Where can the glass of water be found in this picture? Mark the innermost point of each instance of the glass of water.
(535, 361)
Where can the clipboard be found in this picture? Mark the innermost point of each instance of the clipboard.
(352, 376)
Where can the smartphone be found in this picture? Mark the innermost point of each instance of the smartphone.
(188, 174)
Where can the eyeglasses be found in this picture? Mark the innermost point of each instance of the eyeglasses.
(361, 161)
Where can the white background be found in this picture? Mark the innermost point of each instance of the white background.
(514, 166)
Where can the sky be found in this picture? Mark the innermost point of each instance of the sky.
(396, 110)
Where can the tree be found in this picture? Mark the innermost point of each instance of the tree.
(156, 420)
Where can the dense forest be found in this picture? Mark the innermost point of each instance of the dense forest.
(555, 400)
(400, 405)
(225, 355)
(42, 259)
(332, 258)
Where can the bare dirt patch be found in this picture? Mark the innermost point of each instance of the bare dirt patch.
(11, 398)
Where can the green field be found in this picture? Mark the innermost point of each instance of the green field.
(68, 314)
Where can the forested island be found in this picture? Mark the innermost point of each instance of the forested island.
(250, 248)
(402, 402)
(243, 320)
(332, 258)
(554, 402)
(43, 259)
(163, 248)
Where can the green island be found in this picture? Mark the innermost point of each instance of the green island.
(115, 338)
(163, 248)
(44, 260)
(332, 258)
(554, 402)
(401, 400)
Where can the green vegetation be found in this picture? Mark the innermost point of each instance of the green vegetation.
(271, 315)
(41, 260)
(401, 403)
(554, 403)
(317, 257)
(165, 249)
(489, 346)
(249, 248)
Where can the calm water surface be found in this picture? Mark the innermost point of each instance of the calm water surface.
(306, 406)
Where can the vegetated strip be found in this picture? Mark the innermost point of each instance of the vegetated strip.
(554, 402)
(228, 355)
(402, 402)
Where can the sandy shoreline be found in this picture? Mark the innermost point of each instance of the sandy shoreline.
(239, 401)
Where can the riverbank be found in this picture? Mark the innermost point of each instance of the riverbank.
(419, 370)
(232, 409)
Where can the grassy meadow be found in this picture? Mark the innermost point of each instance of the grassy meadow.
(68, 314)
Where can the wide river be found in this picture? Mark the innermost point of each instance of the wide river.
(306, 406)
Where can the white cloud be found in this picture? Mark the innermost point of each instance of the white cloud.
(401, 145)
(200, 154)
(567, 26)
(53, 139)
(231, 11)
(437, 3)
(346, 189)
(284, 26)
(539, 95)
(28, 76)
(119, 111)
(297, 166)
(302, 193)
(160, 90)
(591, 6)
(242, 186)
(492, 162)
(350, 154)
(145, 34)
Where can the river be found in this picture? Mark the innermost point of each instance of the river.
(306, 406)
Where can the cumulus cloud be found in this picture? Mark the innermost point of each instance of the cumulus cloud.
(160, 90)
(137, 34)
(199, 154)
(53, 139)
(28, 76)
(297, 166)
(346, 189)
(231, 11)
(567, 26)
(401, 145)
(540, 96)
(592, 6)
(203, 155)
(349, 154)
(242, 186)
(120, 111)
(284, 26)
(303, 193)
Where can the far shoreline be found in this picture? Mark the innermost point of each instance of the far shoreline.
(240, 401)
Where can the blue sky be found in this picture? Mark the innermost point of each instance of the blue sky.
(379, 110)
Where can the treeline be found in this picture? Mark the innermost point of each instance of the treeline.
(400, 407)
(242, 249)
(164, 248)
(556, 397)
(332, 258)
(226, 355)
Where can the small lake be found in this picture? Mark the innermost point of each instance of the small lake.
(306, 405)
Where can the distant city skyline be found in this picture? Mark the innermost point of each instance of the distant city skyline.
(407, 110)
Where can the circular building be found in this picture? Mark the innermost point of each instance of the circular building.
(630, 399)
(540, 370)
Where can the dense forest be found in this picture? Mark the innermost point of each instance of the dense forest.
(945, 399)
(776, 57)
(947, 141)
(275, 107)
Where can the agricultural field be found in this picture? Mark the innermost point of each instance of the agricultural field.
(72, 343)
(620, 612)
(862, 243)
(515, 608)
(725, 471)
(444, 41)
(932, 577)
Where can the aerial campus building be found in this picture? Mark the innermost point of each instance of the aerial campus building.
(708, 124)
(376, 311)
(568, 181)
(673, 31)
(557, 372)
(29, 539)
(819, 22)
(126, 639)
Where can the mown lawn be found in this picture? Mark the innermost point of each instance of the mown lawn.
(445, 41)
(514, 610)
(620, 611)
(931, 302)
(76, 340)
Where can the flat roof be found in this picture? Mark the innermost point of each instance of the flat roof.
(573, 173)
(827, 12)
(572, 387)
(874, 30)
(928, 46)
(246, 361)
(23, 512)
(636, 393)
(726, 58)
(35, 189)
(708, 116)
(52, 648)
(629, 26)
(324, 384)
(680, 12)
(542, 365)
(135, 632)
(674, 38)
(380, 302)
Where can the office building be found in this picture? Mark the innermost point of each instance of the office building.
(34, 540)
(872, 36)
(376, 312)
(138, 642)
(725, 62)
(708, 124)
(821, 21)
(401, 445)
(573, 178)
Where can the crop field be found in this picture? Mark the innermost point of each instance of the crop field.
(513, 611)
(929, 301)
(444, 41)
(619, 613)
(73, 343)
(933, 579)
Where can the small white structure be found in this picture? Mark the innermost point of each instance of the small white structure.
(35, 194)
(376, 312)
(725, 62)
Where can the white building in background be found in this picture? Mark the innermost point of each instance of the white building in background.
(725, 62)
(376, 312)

□ □ □

= EXERCISE DETAILS =
I'd like every record written out exactly as given.

= TASK ANSWER =
Where can the glass of water be found in this picture? Mark the innermost point of each instance of the glass of water.
(535, 361)
Where can the clipboard be found in this picture? Mark the innermost point of each instance of the clipboard.
(352, 376)
Where can the smartphone be found in this picture? Mark the innermost point of each instance of the smartphone.
(188, 174)
Where can the eyeglasses be found in this picture? Mark the innermost point of each instance of the eyeglasses.
(361, 161)
Where can the white background be found in this picture? Mark the innermost point of each instance of the white background.
(514, 166)
Where can the sky be found in this picture? Mark the innermost point of each instance of the sky.
(396, 110)
Where can the tree be found in this picture? Mark the innermost point of each instance of the tree.
(156, 420)
Where can the dense forest be found in this picture? Mark the innermost point of each instance of the dense forest.
(555, 400)
(400, 405)
(225, 355)
(42, 259)
(332, 258)
Where can the bare dirt patch be found in this picture? Mark the innermost point of each instance of the bare dirt patch.
(11, 398)
Where can the green field be found in this picture? Mark the innermost point of each instance of the green field.
(68, 314)
Where can the forested island be found in this picture? Mark the innermost point of each instance of the forested island.
(250, 248)
(402, 402)
(243, 320)
(332, 258)
(554, 402)
(43, 259)
(163, 248)
Where can the green island be found in this picture? Mark the innermost point of each instance of the green island.
(115, 338)
(163, 248)
(44, 260)
(332, 258)
(554, 402)
(401, 400)
Where can the green vegetation be found in this picture? Mark the innermost point of each instance of the green vegetation.
(271, 315)
(41, 260)
(401, 403)
(554, 403)
(317, 257)
(165, 249)
(489, 346)
(249, 248)
Where can the calm water surface be found in this picture? Mark the innermost point of each instance of the calm water surface.
(306, 406)
Where can the vegetated strip be found in this picture? Mark the innermost point of each instance of the vegetated strip.
(554, 402)
(228, 355)
(402, 402)
Where can the sandy shoreline be found in this picture? Mark the innermost point of each instance of the sandy shoreline.
(239, 401)
Where can the riverbank be found in this picture? Mark the innermost point of each instance of the riverbank.
(419, 370)
(232, 409)
Where can the grassy meadow be found in this picture? Mark the innermost point of each instance of the grassy meadow.
(68, 314)
Where can the wide river be found in this picture? Mark the innermost point of each instance of the wide river.
(306, 406)
Where can the white cloud be found in this picture? Mark the innermost point of each instance of the white cloud.
(401, 145)
(200, 154)
(567, 26)
(53, 139)
(231, 11)
(437, 3)
(346, 189)
(284, 26)
(539, 95)
(28, 76)
(119, 111)
(297, 166)
(302, 193)
(160, 90)
(591, 6)
(242, 186)
(492, 162)
(350, 154)
(145, 34)
Where can the river be found in this picture? Mark the innermost point of each instance of the river.
(306, 406)
Where can the cumulus cloud be found in this picture? Mark the innermost point of each instance of the cumulus cloud.
(160, 90)
(137, 34)
(199, 154)
(53, 139)
(28, 76)
(297, 166)
(346, 189)
(231, 11)
(567, 26)
(401, 145)
(540, 96)
(592, 6)
(203, 155)
(349, 154)
(242, 186)
(120, 111)
(284, 26)
(303, 193)
Where can the far shoreline be found in this picture? Mark the innermost point of each instance of the far shoreline.
(240, 401)
Where can the blue sky be found in this picture? Mark the innermost point of each instance of the blue sky.
(379, 110)
Where can the treeline be found in this picture? Mark the innermost point of each instance of the treeline.
(400, 407)
(242, 249)
(164, 248)
(556, 397)
(332, 258)
(226, 355)
Where can the small lake be found in this picture? Mark the innermost point of each instance of the small lake.
(306, 405)
Where can the distant city skyline be found in this picture? Mark the innermost point of each instance of the distant city skyline.
(407, 110)
Where can the circular building be found in this picture? Mark the innermost point of each instance of the circular building.
(630, 399)
(540, 370)
Where can the dense forest be found in this picture? Mark the innermost point of each instance of the dense forest.
(945, 399)
(776, 57)
(947, 141)
(275, 107)
Where can the agricultural field be found in this picture? Mark the innermost point of each instance of the agricultural field.
(72, 343)
(620, 612)
(862, 243)
(515, 608)
(725, 471)
(444, 41)
(932, 577)
Where can the aerial campus building be found in this picture? Mark the innermost point of each instance of the aerial campus building.
(708, 124)
(376, 311)
(568, 181)
(673, 31)
(557, 372)
(29, 539)
(819, 22)
(126, 639)
Where can the mown lawn be found in this picture? Mark the innermost point of each instance of the mown lawn.
(445, 41)
(514, 610)
(620, 611)
(931, 302)
(76, 340)
Where can the flat roof be found in this picture? Mark the innermost point of each instance of the flat roof.
(573, 173)
(827, 12)
(572, 387)
(874, 30)
(928, 46)
(246, 361)
(23, 512)
(636, 393)
(726, 58)
(35, 189)
(708, 116)
(52, 648)
(629, 26)
(324, 384)
(680, 12)
(542, 365)
(135, 632)
(674, 38)
(380, 302)
Where can the office building be found in this picture? Mark the innermost point of each instance of the office building.
(34, 540)
(872, 36)
(376, 312)
(138, 642)
(725, 62)
(708, 124)
(821, 21)
(401, 445)
(573, 178)
Where can the crop field be found in this picture? Mark the innermost point of each instance of the crop field.
(513, 611)
(929, 301)
(444, 41)
(619, 613)
(73, 343)
(933, 579)
Where can the small white structure be found in this picture? Mark the innermost point of each instance of the small white structure.
(35, 194)
(376, 312)
(725, 62)
Where can the white building in background be found in this picture? Mark the innermost point of each instance of the white building in background.
(725, 62)
(376, 312)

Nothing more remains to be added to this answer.